* [Exercise requirements]: Extend the mailing-list thread below about calling bio_split and bio_chain in a loop, continuing from its last sentence.
==== Source
On 2017/2/22 上午1:45, Shaohua Li wrote:
> On Tue, Feb 21, 2017 at 05:45:53PM +0800, Coly Li wrote:
>> On 2017/2/21 上午8:29, NeilBrown wrote:
>>> On Mon, Feb 20 2017, Coly Li wrote:
>>>
>>>>> 在 2017年2月20日，下午3:04，Shaohua Li <shli@kernel.org> 写道：
>>>>>
>>>>>> On Mon, Feb 20, 2017 at 01:51:22PM +1100, Neil Brown wrote:
>>>>>>> On Mon, Feb 20 2017, NeilBrown wrote:
>>>>>>>
>>>>>>>> On Fri, Feb 17 2017, Coly Li wrote:
>>>>>>>>
>>>>>>>>> On 2017/2/16 下午3:04, NeilBrown wrote: I know you are
>>>>>>>>> going to change this as Shaohua wantsthe spitting to 
>>>>>>>>> happen in a separate function, which I agree with, but
>>>>>>>>> there is something else wrong here. Calling
>>>>>>>>> bio_split/bio_chain repeatedly in a loop is dangerous.
========
==== Supplied information
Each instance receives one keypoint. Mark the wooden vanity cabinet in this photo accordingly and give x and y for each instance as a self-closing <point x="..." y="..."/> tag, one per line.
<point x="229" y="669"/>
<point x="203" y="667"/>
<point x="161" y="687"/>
========
* [Result]:
>>>>>>>>> It is OK for simple devices, but when one request can
>>>>>>>>> wait for another request to the same device it can 
>>>>>>>>> deadlock. This can happen with raid1.  If a resync
>>>>>>>>> request calls raise_barrier() between one request and
>>>>>>>>> the next, then the next has to wait for the resync
>>>>>>>>> request, which has to wait for the first request. As
>>>>>>>>> the first request will be stuck in the queue in 
>>>>>>>>> generic_make_request(), you get a deadlock.
>>>>>>>>
>>>>>>>> For md raid1, queue in generic_make_request(), can I
>>>>>>>> understand it as bio_list_on_stack in this function? And
>>>>>>>> queue in underlying device, can I understand it as the
>>>>>>>> data structures like plug->pending and 
>>>>>>>> conf->pending_bio_list ?
>>>>>>>
>>>>>>> Yes, the queue in generic_make_request() is the
>>>>>>> bio_list_on_stack.  That is the only queue I am talking
>>>>>>> about.  I'm not referring to plug->pending or
>>>>>>> conf->pending_bio_list at all.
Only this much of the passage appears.